EJERCICIO: En todas las entradas siguientes, sustituye "report the position" por "give the location" y reprodúcelas sin ningún otro cambio.

ENTRADAS DISPONIBLES:
════════
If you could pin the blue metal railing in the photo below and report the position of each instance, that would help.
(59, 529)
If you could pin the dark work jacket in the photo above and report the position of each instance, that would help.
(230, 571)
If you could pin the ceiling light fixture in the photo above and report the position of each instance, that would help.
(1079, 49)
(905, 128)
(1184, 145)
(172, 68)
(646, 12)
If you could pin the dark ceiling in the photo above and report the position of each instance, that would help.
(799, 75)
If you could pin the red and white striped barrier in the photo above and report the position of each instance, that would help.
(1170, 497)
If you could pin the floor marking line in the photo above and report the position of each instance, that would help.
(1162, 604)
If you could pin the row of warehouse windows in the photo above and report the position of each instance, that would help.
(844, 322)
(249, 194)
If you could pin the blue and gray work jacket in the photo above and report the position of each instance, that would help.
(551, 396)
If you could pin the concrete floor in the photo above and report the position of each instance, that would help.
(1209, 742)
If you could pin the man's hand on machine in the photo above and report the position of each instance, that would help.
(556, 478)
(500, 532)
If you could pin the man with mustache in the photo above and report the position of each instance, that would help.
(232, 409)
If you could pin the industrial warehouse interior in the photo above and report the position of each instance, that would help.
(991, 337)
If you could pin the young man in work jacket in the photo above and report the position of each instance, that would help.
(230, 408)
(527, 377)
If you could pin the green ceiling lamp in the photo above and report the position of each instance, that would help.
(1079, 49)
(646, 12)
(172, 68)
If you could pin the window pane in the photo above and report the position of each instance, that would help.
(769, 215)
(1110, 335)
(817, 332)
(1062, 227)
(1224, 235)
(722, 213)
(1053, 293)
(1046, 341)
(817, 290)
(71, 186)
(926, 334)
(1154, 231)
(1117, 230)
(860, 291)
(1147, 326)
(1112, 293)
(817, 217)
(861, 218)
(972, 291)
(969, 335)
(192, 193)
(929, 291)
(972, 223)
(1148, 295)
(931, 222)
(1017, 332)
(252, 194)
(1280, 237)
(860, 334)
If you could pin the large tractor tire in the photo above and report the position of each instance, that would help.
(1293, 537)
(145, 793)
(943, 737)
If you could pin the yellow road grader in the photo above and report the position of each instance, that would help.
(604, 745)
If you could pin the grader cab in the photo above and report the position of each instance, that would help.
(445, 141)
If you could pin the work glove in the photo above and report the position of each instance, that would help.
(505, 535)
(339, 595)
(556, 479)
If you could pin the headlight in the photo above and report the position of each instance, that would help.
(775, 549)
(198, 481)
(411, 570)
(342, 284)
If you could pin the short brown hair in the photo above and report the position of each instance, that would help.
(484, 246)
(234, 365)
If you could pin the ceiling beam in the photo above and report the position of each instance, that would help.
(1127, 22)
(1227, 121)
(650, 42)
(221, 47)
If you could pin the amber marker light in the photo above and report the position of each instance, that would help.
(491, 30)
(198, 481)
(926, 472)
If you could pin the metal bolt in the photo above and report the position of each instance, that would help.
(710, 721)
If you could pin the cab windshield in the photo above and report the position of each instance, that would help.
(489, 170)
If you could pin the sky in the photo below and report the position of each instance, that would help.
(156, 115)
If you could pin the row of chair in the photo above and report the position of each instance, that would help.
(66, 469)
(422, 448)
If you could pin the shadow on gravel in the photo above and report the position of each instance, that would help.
════════
RESULTADO DE LA TAREA:
If you could pin the blue metal railing in the photo below and give the location of each instance, that would help.
(59, 529)
If you could pin the dark work jacket in the photo above and give the location of each instance, that would help.
(230, 571)
If you could pin the ceiling light fixture in the photo above and give the location of each instance, that would help.
(1079, 49)
(905, 128)
(1184, 145)
(172, 68)
(646, 12)
If you could pin the dark ceiling in the photo above and give the location of each instance, that would help.
(799, 75)
If you could pin the red and white striped barrier in the photo above and give the location of each instance, that would help.
(1170, 497)
If you could pin the floor marking line in the photo above and give the location of each instance, that would help.
(1162, 604)
If you could pin the row of warehouse windows in the photo above and give the location of each instance, that would help.
(844, 322)
(249, 194)
If you could pin the blue and gray work jacket in the photo above and give the location of each instance, that would help.
(551, 396)
If you could pin the concrete floor in the photo above and give the location of each instance, that would help.
(1209, 742)
If you could pin the man's hand on machine in the photo above and give the location of each instance, that would help.
(556, 478)
(500, 532)
If you could pin the man with mustache in the photo above and give the location of each instance, that would help.
(232, 409)
If you could pin the industrial warehouse interior in the photo above and give the location of each instance, that would help.
(991, 337)
If you could pin the young man in work jacket in the photo above and give the location of each instance, that would help.
(230, 408)
(527, 377)
If you could pin the green ceiling lamp in the photo above and give the location of each instance, that would help.
(1079, 49)
(646, 12)
(172, 68)
If you could pin the window pane in the photo above and give the location of each instance, that would help.
(769, 215)
(1110, 335)
(817, 332)
(1062, 227)
(1224, 235)
(722, 213)
(1053, 293)
(1046, 341)
(817, 290)
(71, 186)
(926, 334)
(1154, 231)
(1117, 230)
(860, 291)
(1147, 326)
(1112, 293)
(817, 217)
(861, 218)
(972, 291)
(969, 335)
(192, 193)
(929, 291)
(972, 223)
(1148, 295)
(931, 222)
(1017, 332)
(252, 194)
(1280, 237)
(860, 334)
If you could pin the large tractor tire in the photo above and give the location of each instance, that would help.
(1293, 537)
(145, 793)
(943, 737)
If you could pin the yellow road grader in the photo above and give the location of each instance, that would help.
(604, 745)
If you could pin the grader cab in the photo above and give the location of each instance, that would help.
(445, 141)
If you could pin the work glove in the photo above and give the location of each instance, that would help.
(505, 535)
(339, 595)
(556, 479)
If you could pin the headlight in the photo above and give the location of each instance, that would help.
(775, 549)
(198, 481)
(411, 570)
(342, 284)
If you could pin the short brown hair in the photo above and give the location of each instance, that would help.
(484, 246)
(234, 365)
If you could pin the ceiling beam in the photo above and give the location of each instance, that would help.
(1127, 22)
(1227, 121)
(650, 42)
(221, 47)
If you could pin the amber marker light in the photo above and give the location of each instance, that would help.
(491, 30)
(198, 481)
(926, 472)
If you could pin the metal bolt in the photo above and give the location of each instance, that would help.
(710, 721)
If you could pin the cab windshield in the photo above and give the location of each instance, that would help.
(489, 170)
If you could pin the sky in the photo below and give the location of each instance, that would help.
(156, 115)
If you could pin the row of chair in the photo above and give the location of each instance, that would help.
(66, 469)
(422, 448)
If you could pin the shadow on gravel in the photo above and give the location of each instance, that would help.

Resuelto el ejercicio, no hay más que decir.